# Exercise prompt
Extract each record and reproduce it exactly.
+-------+
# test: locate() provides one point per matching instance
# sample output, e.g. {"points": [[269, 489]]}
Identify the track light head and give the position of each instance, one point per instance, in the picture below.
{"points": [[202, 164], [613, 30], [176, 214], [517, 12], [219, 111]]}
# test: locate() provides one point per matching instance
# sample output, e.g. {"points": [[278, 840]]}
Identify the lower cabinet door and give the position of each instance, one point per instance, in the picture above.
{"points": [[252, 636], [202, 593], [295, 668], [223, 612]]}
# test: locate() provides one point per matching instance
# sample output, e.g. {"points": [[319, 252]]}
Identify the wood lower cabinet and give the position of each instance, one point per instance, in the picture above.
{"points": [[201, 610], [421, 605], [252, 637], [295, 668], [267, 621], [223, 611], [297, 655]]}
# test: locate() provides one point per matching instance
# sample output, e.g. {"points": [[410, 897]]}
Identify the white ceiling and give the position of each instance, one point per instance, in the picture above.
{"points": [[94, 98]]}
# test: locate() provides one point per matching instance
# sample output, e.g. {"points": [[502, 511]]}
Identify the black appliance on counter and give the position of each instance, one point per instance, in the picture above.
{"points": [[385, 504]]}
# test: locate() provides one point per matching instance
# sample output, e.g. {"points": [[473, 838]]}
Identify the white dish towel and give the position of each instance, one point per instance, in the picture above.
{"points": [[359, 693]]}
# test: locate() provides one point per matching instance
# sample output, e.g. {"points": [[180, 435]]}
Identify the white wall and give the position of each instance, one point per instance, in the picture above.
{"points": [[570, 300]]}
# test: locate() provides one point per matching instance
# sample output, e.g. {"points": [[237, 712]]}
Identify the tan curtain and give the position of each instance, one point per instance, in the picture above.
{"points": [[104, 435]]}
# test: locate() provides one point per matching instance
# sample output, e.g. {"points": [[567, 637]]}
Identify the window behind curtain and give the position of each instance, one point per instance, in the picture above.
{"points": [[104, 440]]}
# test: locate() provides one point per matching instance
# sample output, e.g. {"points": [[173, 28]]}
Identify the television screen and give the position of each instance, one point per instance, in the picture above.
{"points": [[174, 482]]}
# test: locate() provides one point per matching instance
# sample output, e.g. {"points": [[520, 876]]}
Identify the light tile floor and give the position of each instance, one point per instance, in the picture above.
+-------+
# Result of this exercise
# test: locate() provides one point per matching instance
# sample output, e.g. {"points": [[269, 489]]}
Identify the track light head and give the position of each instance, one point per instance, in the picture below.
{"points": [[202, 164], [613, 30], [176, 214], [517, 12], [219, 111]]}
# test: locate() provides one point per matching instance
# sample output, e.g. {"points": [[278, 840]]}
Identify the lower cabinet door and give the position of each instance, one point per instance, in the picture above.
{"points": [[252, 636], [202, 593], [295, 668], [223, 612]]}
# test: locate() provides one point per matching instance
# sample output, e.g. {"points": [[319, 252]]}
Identify the wood lower cabinet and give the position of each instance, one point per instance, in the picture above.
{"points": [[201, 610], [421, 605], [252, 637], [295, 668], [267, 621], [223, 611], [297, 655]]}
# test: locate() provides one point per matching instance
# sample output, e.g. {"points": [[410, 897]]}
Identify the white ceiling and give the position of each instance, one point per instance, in the picture above.
{"points": [[94, 98]]}
# test: locate() provides one point per matching instance
# sample output, e.g. {"points": [[502, 511]]}
Identify the black appliance on counter and give the position of each instance, one point per instance, in the picture above.
{"points": [[385, 504]]}
# test: locate() provides one point per matching instance
# sample output, e.g. {"points": [[473, 838]]}
Identify the white dish towel and give the position of each instance, one point per instance, in the picture above.
{"points": [[359, 693]]}
# test: locate() provides one point per matching instance
# sample output, e.g. {"points": [[180, 435]]}
Identify the white wall and give the position of each instance, one point per instance, in the picture above.
{"points": [[570, 300]]}
# test: locate() provides one point per matching instance
# sample output, e.g. {"points": [[237, 712]]}
Identify the tan curtain and give the position of each instance, one point per instance, in the picture above.
{"points": [[104, 435]]}
# test: locate() provides one point per matching instance
# sample output, e.g. {"points": [[567, 637]]}
Identify the window behind curtain and give the position of each instance, one point per instance, in the picture above.
{"points": [[104, 440]]}
# test: locate() provides one point per matching instance
# sample output, e.g. {"points": [[173, 28]]}
Identify the television screen and give the position of each instance, one point per instance, in the picture above.
{"points": [[174, 482]]}
# test: locate() provides one point per matching instance
# sample output, e.g. {"points": [[520, 876]]}
Identify the light tile floor and give the position of each instance, one point per instance, in the picture above.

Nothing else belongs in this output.